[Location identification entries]
·····
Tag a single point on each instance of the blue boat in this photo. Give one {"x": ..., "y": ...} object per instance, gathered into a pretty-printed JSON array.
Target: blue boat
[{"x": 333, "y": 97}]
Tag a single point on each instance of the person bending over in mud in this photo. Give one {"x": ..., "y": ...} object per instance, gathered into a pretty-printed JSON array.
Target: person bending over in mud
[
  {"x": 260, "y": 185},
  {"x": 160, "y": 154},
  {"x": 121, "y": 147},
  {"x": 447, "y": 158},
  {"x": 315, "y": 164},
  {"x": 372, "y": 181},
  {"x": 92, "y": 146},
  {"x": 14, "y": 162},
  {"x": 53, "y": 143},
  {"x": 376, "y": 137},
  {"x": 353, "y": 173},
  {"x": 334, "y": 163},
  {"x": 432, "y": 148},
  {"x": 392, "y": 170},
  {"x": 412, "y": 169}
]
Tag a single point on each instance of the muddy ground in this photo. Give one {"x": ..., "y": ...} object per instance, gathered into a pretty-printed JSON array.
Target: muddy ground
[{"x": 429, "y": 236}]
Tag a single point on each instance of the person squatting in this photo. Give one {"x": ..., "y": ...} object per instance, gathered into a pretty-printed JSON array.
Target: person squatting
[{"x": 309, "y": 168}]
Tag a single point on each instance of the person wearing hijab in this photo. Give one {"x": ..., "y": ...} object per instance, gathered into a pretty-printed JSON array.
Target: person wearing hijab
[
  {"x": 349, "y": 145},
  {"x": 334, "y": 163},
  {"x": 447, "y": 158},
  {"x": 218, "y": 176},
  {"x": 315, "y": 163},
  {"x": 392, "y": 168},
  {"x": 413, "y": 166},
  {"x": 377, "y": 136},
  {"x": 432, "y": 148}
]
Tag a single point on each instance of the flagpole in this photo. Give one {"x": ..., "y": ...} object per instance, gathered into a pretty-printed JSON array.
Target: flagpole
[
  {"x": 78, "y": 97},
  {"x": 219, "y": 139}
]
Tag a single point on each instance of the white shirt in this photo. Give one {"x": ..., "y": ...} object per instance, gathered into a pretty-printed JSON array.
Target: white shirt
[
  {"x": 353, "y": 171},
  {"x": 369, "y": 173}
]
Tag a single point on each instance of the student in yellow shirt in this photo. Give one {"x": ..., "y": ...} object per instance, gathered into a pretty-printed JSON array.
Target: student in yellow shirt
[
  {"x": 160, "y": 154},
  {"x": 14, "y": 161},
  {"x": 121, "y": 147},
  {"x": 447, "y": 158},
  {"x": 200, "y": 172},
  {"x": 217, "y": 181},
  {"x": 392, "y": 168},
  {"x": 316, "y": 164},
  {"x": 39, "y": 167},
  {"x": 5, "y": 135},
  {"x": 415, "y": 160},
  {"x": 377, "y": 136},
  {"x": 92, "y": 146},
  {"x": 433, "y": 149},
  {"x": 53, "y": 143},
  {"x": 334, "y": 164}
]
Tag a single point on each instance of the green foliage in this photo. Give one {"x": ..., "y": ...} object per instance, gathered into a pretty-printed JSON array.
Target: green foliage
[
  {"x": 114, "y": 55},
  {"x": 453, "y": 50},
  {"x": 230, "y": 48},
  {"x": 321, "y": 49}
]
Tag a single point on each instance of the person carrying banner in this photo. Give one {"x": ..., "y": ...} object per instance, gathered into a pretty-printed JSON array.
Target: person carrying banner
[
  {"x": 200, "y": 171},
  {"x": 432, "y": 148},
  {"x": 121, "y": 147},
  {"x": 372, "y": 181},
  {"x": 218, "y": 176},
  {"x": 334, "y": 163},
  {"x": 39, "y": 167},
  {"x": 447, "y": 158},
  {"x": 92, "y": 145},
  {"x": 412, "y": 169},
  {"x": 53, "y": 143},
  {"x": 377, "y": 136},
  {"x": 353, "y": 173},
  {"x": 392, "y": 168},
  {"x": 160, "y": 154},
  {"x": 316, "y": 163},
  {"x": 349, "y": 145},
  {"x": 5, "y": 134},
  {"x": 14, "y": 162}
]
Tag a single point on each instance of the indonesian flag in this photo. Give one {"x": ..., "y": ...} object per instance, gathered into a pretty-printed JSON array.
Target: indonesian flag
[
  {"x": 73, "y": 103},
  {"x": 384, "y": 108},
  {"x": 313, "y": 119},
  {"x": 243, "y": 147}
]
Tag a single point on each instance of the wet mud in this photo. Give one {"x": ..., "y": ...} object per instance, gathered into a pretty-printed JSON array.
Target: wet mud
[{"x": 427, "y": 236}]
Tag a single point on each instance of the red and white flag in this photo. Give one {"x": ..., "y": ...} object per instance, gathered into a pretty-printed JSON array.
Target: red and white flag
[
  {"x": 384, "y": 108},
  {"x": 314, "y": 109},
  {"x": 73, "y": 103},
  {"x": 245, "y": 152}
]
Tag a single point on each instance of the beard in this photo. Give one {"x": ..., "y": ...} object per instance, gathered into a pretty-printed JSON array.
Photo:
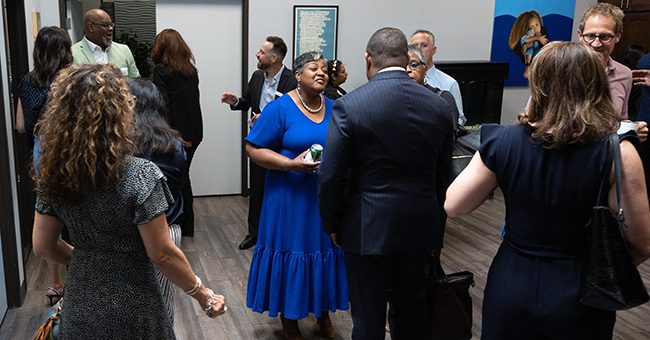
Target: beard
[{"x": 262, "y": 66}]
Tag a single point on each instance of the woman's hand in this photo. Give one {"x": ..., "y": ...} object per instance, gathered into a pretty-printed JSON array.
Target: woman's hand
[
  {"x": 300, "y": 164},
  {"x": 212, "y": 304}
]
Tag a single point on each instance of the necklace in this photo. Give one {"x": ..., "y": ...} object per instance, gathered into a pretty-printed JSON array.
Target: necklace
[{"x": 302, "y": 101}]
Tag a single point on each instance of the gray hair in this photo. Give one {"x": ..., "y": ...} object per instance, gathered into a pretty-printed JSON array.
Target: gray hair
[
  {"x": 432, "y": 38},
  {"x": 414, "y": 49},
  {"x": 306, "y": 58}
]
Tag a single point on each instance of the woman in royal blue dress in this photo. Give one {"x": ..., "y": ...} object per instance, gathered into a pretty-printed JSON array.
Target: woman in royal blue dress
[{"x": 296, "y": 269}]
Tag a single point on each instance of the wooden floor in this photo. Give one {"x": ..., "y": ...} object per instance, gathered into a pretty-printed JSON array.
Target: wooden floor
[{"x": 470, "y": 244}]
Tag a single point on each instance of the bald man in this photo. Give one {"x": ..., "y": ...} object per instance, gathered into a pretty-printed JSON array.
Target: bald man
[{"x": 97, "y": 46}]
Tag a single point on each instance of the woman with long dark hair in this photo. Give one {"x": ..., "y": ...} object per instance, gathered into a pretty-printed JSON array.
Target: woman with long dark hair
[
  {"x": 549, "y": 167},
  {"x": 114, "y": 205},
  {"x": 176, "y": 76},
  {"x": 52, "y": 53},
  {"x": 156, "y": 141},
  {"x": 337, "y": 75}
]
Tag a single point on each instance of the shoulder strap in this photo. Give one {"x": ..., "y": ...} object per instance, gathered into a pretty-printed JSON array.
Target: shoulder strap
[
  {"x": 603, "y": 192},
  {"x": 617, "y": 174}
]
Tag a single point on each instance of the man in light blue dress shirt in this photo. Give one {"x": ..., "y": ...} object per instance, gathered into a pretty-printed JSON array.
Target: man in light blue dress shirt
[{"x": 426, "y": 42}]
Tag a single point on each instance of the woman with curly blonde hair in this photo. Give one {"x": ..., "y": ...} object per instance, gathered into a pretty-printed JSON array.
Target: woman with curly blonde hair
[{"x": 114, "y": 206}]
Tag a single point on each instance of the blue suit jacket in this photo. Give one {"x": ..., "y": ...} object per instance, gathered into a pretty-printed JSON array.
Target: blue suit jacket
[{"x": 386, "y": 167}]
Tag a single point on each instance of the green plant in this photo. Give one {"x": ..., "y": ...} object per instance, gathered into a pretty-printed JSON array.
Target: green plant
[{"x": 141, "y": 52}]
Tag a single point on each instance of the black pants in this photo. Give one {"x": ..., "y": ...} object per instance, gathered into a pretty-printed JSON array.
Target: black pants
[
  {"x": 257, "y": 178},
  {"x": 187, "y": 226},
  {"x": 373, "y": 280}
]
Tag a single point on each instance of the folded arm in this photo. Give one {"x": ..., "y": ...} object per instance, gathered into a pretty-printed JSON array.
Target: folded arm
[
  {"x": 470, "y": 189},
  {"x": 634, "y": 202}
]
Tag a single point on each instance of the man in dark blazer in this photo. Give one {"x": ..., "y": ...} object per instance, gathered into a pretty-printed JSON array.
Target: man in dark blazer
[
  {"x": 270, "y": 81},
  {"x": 385, "y": 169}
]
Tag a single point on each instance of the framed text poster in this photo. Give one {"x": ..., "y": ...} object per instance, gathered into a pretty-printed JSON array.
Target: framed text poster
[{"x": 315, "y": 28}]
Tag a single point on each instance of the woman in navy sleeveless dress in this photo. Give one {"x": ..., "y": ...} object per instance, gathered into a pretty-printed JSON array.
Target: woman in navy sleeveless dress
[
  {"x": 549, "y": 168},
  {"x": 296, "y": 269}
]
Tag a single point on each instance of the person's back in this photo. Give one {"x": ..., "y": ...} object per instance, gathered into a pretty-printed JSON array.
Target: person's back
[
  {"x": 405, "y": 137},
  {"x": 548, "y": 193},
  {"x": 382, "y": 182},
  {"x": 550, "y": 167}
]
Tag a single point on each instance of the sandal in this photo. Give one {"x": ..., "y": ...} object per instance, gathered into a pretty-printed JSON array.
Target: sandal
[{"x": 54, "y": 295}]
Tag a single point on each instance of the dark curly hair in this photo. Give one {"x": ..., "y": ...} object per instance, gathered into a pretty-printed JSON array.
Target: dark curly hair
[{"x": 151, "y": 133}]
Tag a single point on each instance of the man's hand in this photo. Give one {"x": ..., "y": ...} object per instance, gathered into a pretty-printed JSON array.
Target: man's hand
[
  {"x": 254, "y": 118},
  {"x": 641, "y": 77},
  {"x": 228, "y": 98}
]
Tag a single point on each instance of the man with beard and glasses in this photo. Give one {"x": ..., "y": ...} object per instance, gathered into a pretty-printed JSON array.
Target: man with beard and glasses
[
  {"x": 271, "y": 80},
  {"x": 98, "y": 47}
]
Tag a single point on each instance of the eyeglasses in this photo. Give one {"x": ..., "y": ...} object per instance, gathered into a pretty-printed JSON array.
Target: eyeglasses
[
  {"x": 413, "y": 64},
  {"x": 590, "y": 37},
  {"x": 106, "y": 25}
]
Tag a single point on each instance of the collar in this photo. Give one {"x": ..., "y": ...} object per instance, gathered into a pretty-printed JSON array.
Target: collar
[
  {"x": 277, "y": 76},
  {"x": 94, "y": 46},
  {"x": 392, "y": 68}
]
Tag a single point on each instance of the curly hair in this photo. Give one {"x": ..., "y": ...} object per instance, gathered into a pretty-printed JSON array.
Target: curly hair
[
  {"x": 171, "y": 50},
  {"x": 333, "y": 70},
  {"x": 604, "y": 9},
  {"x": 520, "y": 27},
  {"x": 84, "y": 132},
  {"x": 570, "y": 98}
]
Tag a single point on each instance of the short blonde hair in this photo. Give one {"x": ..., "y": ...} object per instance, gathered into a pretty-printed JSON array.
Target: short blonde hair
[
  {"x": 605, "y": 9},
  {"x": 570, "y": 97}
]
·····
# [What you have to do]
Keep only the lines from the one containing "Tag a single point on each instance of the sandal" to the end of the entries, and repeat them exactly.

# [Written solution]
Tag a single point on each instance of the sandal in this photo. Give one {"x": ..., "y": ...} object per instance, gathered into a pretty-printed JSON array.
Target: sandal
[{"x": 54, "y": 295}]
Tag a single point on each instance of the dark curly hair in this photo. Give one {"x": ..., "y": ...} object per instance, gathered into a pretty-printed JSON array.
Target: dark curly hair
[{"x": 151, "y": 133}]
Tag a single point on each instance of the man's hand in this photo. Give one {"x": ..., "y": ...} object per instance, gathered into a pretty-printed JSON array.
Target: man's hand
[
  {"x": 254, "y": 118},
  {"x": 641, "y": 77},
  {"x": 228, "y": 98}
]
Tag a single point on each instance of the man with beard and glasses in this photo. Give one {"x": ..., "y": ...} object per instance, gathered into a pretty-printed JSON array.
Target: man with beard and glasses
[
  {"x": 271, "y": 80},
  {"x": 98, "y": 47}
]
Tag a single point on each instance of the eyeglasses in this photo. Give one {"x": ..., "y": ...} object per instance, gathered into a pretty-printed JSON array.
Target: eyeglasses
[
  {"x": 413, "y": 64},
  {"x": 590, "y": 37},
  {"x": 106, "y": 25}
]
Tag a single point on each instance of the collar in this photo. Give one {"x": ..., "y": ...} object per instance, gathered into a pretty-printed JSON array.
Target: collar
[
  {"x": 277, "y": 76},
  {"x": 94, "y": 46},
  {"x": 392, "y": 68}
]
Tag a single point on each instance of the curly hair in this photo. Give one {"x": ..., "y": ...} object per instance, gathered into a pretty-printed JSON array.
Target: curly hair
[
  {"x": 171, "y": 50},
  {"x": 333, "y": 70},
  {"x": 604, "y": 9},
  {"x": 520, "y": 27},
  {"x": 84, "y": 132},
  {"x": 570, "y": 98}
]
Tag a single point on each instance of the short blonde hair in this photo. Give one {"x": ..., "y": ...} object per instance, gathered into a pretty-printed JSON array.
Target: short blonde hair
[
  {"x": 605, "y": 9},
  {"x": 570, "y": 97}
]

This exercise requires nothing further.